▶ _Your instructions_
Determine how many lines of the material below include "bark", and reply with that number alone.

▶ _The data_
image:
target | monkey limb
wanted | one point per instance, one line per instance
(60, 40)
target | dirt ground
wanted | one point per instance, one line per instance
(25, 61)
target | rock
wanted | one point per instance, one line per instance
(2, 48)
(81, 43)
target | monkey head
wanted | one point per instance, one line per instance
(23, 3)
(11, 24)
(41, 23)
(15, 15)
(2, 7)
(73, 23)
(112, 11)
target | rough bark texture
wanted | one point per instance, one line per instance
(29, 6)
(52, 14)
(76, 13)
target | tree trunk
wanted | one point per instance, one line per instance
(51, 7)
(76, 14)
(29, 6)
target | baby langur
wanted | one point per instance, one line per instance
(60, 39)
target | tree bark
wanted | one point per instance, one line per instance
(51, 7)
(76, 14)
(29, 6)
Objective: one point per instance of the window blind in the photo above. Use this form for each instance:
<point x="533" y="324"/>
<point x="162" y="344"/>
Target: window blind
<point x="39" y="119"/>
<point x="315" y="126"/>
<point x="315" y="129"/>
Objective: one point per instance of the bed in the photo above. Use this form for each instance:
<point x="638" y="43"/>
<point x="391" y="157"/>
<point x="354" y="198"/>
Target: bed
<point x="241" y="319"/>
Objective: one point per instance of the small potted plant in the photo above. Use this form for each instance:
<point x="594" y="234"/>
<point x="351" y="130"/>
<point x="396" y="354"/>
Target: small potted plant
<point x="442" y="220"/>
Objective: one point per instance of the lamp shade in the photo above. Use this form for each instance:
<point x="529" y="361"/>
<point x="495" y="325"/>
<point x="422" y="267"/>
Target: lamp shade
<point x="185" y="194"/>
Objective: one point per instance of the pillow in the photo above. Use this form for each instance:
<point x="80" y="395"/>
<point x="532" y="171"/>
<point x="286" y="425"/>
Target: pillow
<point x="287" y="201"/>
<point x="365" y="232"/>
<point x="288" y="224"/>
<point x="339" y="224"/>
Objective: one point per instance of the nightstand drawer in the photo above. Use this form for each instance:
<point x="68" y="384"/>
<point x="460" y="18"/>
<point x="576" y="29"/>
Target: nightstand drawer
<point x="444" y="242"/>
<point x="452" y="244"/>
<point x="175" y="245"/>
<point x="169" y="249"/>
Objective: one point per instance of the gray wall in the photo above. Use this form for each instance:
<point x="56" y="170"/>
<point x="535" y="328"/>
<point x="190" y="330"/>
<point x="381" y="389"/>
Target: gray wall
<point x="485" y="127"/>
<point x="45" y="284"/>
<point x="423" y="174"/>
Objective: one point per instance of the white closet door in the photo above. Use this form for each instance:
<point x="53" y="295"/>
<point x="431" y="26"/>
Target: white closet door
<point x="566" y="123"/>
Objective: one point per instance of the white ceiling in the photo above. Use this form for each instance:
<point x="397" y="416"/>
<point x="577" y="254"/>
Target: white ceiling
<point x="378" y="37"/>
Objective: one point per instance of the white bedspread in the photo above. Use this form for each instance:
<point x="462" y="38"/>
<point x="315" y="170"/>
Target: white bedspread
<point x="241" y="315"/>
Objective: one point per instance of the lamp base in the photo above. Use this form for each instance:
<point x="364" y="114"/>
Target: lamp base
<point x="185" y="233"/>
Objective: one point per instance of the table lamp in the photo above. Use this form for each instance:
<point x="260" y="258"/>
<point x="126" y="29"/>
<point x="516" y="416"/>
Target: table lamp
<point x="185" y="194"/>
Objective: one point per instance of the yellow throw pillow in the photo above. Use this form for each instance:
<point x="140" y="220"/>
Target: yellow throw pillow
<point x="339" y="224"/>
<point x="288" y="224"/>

▶ _Response box_
2